══ DOCUMENT EXCERPT ══
Students using AI to write papers

cr4nberry · on Oct 14, 2022

Let me guess, it's yet another AI article written by someone who's never worked in the field, repeating the same drivel seen in pretty much every other mainstream news outlet

If there's one thing I'll take out of this year, it's that I will NEVER read another AI article written by some journalist that's never even studied the subject matter and worked in the industry.

Every time I see one of these articles, I always read the author's bio before going any further. If I don't see any related degree or expertise, the article goes rightfully in the trash

more_corn · on Oct 14, 2022

I’ve used gpt3 to generate articles. They’re well structured, articulate and make sound points. They’re not good at citations though.

It works even better if you create an outline first and prompt the LLM through that.

The work I’ve generated made me very concerned because it generates undetectable plagiarism/fake work.

im3w1l · on Oct 14, 2022

If I want to know what students are doing in the classroom right now, I ask a teacher not an AI researcher.

Mockapapella · on Oct 14, 2022

Built a website based on this concept a few years ago after GPT-2 came out: https://emberlightwriter.com/

Tried to make a business out of it. Turns out high school and college students aren't willing to pay for a lot of things, including a subscription service to write essays. Who'd've thunk it (I say in jest as this should have been obvious to me)? Ended up closing up shop due to a variety of factors. Probably could have pivoted, but I'm on to bigger and better things nowadays.
═══
▶ TASK 1: In the thread on students using AI to write papers, what does more_corn say GPT-3 is not good at?
▶ TASK 2: Can you sum up the thread on students using AI to write papers in two sentences?
▶ TASK 3: Pick up the thread on students using AI to write papers after its last comment.
══ SOURCE INFORMATION ══
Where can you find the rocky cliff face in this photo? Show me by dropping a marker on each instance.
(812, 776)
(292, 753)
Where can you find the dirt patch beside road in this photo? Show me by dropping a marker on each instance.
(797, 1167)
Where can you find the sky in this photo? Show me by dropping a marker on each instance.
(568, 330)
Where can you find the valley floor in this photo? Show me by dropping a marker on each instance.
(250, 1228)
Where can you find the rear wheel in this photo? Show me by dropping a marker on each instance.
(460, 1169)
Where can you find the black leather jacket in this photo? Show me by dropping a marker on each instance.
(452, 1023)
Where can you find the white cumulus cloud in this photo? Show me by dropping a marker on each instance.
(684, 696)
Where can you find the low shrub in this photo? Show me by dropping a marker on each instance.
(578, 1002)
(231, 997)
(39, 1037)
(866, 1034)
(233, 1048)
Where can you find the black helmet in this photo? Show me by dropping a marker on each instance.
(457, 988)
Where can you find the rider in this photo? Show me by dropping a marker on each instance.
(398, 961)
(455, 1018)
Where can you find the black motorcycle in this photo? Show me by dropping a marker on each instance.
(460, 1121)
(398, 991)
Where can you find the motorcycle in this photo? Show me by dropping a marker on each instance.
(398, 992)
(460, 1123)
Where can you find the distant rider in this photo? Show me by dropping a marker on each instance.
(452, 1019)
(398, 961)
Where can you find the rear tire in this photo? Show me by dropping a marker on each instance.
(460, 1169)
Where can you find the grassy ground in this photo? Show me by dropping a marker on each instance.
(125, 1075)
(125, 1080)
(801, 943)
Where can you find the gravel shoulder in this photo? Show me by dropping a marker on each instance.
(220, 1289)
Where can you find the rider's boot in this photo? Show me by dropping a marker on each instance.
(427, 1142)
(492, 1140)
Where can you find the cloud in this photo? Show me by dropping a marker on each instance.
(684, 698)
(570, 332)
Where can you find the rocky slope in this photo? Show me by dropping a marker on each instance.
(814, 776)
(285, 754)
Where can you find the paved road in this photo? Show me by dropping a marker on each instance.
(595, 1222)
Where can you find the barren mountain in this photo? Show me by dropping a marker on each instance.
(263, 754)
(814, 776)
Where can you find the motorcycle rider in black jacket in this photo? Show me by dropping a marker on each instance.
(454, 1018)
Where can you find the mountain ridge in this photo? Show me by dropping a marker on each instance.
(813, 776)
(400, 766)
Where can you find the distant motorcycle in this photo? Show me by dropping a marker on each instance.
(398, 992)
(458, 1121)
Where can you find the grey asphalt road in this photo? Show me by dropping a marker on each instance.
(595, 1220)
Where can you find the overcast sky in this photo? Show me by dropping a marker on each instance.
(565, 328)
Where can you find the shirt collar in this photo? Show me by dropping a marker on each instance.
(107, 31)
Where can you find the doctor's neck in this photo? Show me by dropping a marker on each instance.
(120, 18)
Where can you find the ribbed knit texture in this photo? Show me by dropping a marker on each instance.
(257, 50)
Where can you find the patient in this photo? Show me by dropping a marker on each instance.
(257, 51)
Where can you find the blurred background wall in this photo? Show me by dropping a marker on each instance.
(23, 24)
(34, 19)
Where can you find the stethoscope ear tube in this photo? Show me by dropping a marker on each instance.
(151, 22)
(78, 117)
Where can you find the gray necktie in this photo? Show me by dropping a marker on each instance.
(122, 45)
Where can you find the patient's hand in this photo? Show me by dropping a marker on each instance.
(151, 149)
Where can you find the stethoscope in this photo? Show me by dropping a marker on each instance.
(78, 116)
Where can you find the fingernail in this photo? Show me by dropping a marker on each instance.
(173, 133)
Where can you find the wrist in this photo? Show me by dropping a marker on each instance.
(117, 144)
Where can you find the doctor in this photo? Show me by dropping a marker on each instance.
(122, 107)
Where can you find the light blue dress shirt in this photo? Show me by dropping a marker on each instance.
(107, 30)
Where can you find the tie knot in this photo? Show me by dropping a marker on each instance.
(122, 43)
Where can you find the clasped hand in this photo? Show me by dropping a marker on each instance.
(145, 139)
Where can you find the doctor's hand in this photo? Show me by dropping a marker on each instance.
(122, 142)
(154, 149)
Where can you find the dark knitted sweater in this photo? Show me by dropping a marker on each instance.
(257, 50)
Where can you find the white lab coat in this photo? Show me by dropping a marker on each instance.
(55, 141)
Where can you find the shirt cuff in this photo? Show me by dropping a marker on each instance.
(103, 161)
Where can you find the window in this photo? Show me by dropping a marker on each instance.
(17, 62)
═══
▶ REPLY 1: Citations.

▶ REPLY 2: One commenter dismisses AI articles written by journalists without a related degree or industry experience, while another says GPT-3 writes well-structured articles that are weak on citations and worries that it produces undetectable plagiarism. Another commenter would ask a teacher rather than an AI researcher about classrooms, and one describes building an essay-writing website after GPT-2, finding that students wouldn't pay for a subscription, and eventually closing it.

▶ REPLY 3:
tonightstoast · on Oct 14, 2022

Eh they pay for Chegg so there is probably some market there. GPT-2 may not have been quite good enough though.

beardyw · on Oct 14, 2022

What's the point? Cheating at education is like having a powered exercise bike.

floren · on Oct 14, 2022

Look at any HN discussion which touches on education. Observe the dozens who come out of the woodwork to comment on how useless e.g. literature classes are, and how students would be so much better served by Lerning 2 Code. These people would use AI to write English papers in an instant, because they consider the subject worthless anyway.

hoosieree · on Oct 14, 2022

Plagiarism is a problem in CS too. Some fraction of students will get CS degrees without learning CS concepts. I assume that's part of why tech companies do Leetcode interview questions.

Copilot is easy to catch because it pastes training data verbatim. But we need to prepare for the future where students can say "hey GPT-5, make a CRUD app in Go in the style of Alan Kay. Here are the unit tests".

NLPlatypus · on Oct 14, 2022

Copilot does more than that. Have you tried it yet?

hoosieree · on Oct 14, 2022

Not yet. I know it can replace variable names, but MOSS can catch that already. What features are you thinking of?

hoosieree · on Oct 14, 2022

Anyone have tips on detecting whether a sequence of bytes was generated by a tool like GPT-3? Not necessarily just for plagiarism detection, I'm more interested in things like detecting malware and trojans.

0x20cowboy · on Oct 14, 2022

I’ve been thinking about this lately, and I am just getting into AI and NNs so take this with some salt…

A service could easily add something after the fact - like a water mark, but I think if it was mixed in with the content it would get learned and washed out when training or validating the output.

For something more fun you might be able to build a classifier per student that can determine if a student made the text. You’d have to build it based on the students past work - you could then get the probability that that student wrote that paper.

That classifier could also, maybe, be able to find the “voice” of gpt3 vs something else.

You could game that system by using AI from the start, or slowly adding in more and more AI paragraphs, in say, high school - where most of the training data for a student would come from.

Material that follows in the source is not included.